▶ _Excerpted data_
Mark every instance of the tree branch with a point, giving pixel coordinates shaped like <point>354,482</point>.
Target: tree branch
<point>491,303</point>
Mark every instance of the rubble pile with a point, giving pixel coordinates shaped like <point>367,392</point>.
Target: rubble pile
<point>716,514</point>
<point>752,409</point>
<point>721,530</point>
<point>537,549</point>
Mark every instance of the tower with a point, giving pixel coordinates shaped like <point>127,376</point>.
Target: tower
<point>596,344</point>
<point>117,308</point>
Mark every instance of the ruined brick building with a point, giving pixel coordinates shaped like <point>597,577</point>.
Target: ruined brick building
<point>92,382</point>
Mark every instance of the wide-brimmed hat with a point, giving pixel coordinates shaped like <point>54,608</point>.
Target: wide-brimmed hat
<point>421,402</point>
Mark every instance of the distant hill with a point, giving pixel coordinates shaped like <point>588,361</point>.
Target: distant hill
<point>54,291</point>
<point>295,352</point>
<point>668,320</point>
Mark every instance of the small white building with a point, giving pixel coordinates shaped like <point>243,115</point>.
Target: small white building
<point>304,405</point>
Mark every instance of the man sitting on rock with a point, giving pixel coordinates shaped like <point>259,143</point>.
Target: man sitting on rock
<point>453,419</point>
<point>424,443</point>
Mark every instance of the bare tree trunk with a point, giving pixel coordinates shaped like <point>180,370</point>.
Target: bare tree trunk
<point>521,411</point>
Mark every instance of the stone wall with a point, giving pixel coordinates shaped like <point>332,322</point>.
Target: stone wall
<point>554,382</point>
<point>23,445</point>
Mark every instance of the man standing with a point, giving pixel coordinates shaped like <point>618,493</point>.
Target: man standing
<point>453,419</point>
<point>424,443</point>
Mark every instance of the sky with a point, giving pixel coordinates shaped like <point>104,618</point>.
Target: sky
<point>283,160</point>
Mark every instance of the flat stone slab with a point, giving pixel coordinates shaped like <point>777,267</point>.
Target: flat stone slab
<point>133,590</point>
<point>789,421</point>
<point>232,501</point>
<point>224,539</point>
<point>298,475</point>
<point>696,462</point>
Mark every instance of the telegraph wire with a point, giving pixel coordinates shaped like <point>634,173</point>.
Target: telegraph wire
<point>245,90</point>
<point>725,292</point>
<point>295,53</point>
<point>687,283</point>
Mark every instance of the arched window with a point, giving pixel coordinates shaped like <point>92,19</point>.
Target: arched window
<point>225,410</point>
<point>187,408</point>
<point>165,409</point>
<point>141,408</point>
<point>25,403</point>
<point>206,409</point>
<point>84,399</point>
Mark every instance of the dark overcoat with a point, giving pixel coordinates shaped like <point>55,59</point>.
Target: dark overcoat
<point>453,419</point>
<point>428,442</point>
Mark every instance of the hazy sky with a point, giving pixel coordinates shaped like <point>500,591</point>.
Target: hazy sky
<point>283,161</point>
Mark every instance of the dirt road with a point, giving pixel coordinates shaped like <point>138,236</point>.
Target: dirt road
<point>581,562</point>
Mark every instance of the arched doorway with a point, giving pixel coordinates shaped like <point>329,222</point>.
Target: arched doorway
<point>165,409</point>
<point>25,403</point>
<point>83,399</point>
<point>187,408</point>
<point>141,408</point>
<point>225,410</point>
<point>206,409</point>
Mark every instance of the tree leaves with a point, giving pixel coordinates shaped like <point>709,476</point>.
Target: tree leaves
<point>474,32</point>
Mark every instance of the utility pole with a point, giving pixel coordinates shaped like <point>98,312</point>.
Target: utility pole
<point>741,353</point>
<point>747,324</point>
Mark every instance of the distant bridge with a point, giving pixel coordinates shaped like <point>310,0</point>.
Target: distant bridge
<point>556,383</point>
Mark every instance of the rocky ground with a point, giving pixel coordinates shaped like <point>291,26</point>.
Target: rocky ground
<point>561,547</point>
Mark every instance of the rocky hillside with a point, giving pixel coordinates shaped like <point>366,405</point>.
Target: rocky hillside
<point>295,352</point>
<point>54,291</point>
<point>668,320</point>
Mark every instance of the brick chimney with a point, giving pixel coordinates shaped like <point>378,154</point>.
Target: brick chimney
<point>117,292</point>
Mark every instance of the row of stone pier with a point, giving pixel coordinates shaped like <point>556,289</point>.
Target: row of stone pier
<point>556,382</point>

▶ _What to work on_
Output every line of the items above as a JSON list of strings, one string per line, with blank lines left out.

▶ _Correct answer_
[
  "Mark every instance of the tree branch with a point, giving pixel coordinates shaped like <point>354,482</point>.",
  "Target: tree branch",
  "<point>491,303</point>",
  "Mark every instance of the rubble pile with a point, giving pixel coordinates shaped like <point>367,392</point>.",
  "Target: rubble pile",
  "<point>716,514</point>",
  "<point>752,409</point>",
  "<point>721,530</point>",
  "<point>537,549</point>",
  "Mark every instance of the tower with a point, giving pixel coordinates shaped like <point>127,376</point>.",
  "Target: tower",
  "<point>596,344</point>",
  "<point>117,308</point>",
  "Mark every instance of the ruined brick building with a point, giving pixel coordinates shaped like <point>597,577</point>.",
  "Target: ruined brick building",
  "<point>92,382</point>",
  "Mark every instance of the wide-brimmed hat with a point, giving pixel coordinates shaped like <point>54,608</point>.",
  "Target: wide-brimmed hat",
  "<point>421,402</point>",
  "Mark every instance of the distant hill with a point, giving pixel coordinates shaped like <point>588,361</point>.",
  "Target: distant hill",
  "<point>54,291</point>",
  "<point>295,352</point>",
  "<point>668,320</point>",
  "Mark every instance of the small white building with a point, giving pixel coordinates shaped like <point>243,115</point>.",
  "Target: small white building",
  "<point>304,405</point>",
  "Mark every instance of the man sitting on rock with a point, giving pixel coordinates shaped like <point>259,143</point>.",
  "Target: man sitting on rock",
  "<point>453,419</point>",
  "<point>424,443</point>",
  "Mark every instance of the bare tree trunk with a point, giving pixel coordinates shaped like <point>180,370</point>.",
  "Target: bare tree trunk",
  "<point>521,411</point>",
  "Mark every instance of the stone wall with a point, giving pixel coordinates shaped like <point>332,322</point>.",
  "Target: stone wall",
  "<point>554,382</point>",
  "<point>23,445</point>",
  "Mark every instance of the man standing with a point, giving pixel coordinates shaped like <point>618,493</point>.",
  "Target: man standing",
  "<point>453,419</point>",
  "<point>424,443</point>",
  "Mark every instance of the sky with a point, giving pixel coordinates shaped like <point>104,618</point>.",
  "Target: sky",
  "<point>283,160</point>",
  "Mark every instance of the flat stone slab with a point, giving pixel coordinates shaped like <point>777,267</point>.",
  "Target: flat stone slab",
  "<point>133,590</point>",
  "<point>789,421</point>",
  "<point>232,501</point>",
  "<point>224,539</point>",
  "<point>298,475</point>",
  "<point>696,462</point>",
  "Mark every instance of the telegraph wire with a point, giving pixel coordinates shaped like <point>634,173</point>.",
  "Target: telegraph wire",
  "<point>245,90</point>",
  "<point>725,292</point>",
  "<point>295,53</point>",
  "<point>687,283</point>",
  "Mark every instance of the arched window with a point, giving pixel coordinates shaped like <point>92,19</point>.",
  "Target: arched window",
  "<point>225,410</point>",
  "<point>187,408</point>",
  "<point>165,409</point>",
  "<point>141,408</point>",
  "<point>25,403</point>",
  "<point>206,409</point>",
  "<point>84,399</point>",
  "Mark every instance of the dark overcoat with a point, giving pixel coordinates shaped like <point>55,59</point>.",
  "Target: dark overcoat",
  "<point>453,419</point>",
  "<point>428,442</point>",
  "Mark every instance of the hazy sky with a point, giving pixel coordinates shaped like <point>500,591</point>.",
  "Target: hazy sky",
  "<point>283,161</point>",
  "Mark every instance of the dirt road with a point, giving pixel coordinates shaped like <point>138,236</point>.",
  "Target: dirt road",
  "<point>581,562</point>",
  "Mark every instance of the arched doorway with a point, giving pixel coordinates shaped like <point>329,222</point>.",
  "Target: arched doorway",
  "<point>165,409</point>",
  "<point>25,403</point>",
  "<point>83,399</point>",
  "<point>187,408</point>",
  "<point>141,408</point>",
  "<point>225,410</point>",
  "<point>206,409</point>",
  "Mark every instance of the tree leaves with a point, giving pixel coordinates shaped like <point>709,476</point>.",
  "Target: tree leaves",
  "<point>474,32</point>",
  "Mark every instance of the utility pole with a point, giving pixel coordinates shaped like <point>98,312</point>.",
  "Target: utility pole",
  "<point>741,353</point>",
  "<point>747,324</point>",
  "Mark every instance of the distant bridge with a point, giving pixel coordinates shaped like <point>310,0</point>.",
  "Target: distant bridge",
  "<point>556,383</point>",
  "Mark every instance of the rocky ground with a point, giving pixel coordinates shaped like <point>291,26</point>.",
  "Target: rocky ground",
  "<point>561,547</point>",
  "Mark every instance of the rocky hillside with a point, giving pixel coordinates shaped like <point>366,405</point>.",
  "Target: rocky hillside",
  "<point>295,352</point>",
  "<point>54,291</point>",
  "<point>668,320</point>",
  "Mark every instance of the brick chimney with a point, giving pixel coordinates shaped like <point>378,154</point>.",
  "Target: brick chimney",
  "<point>117,292</point>",
  "Mark every instance of the row of stone pier with a point, giving pixel coordinates shaped like <point>556,289</point>.",
  "Target: row of stone pier",
  "<point>556,382</point>"
]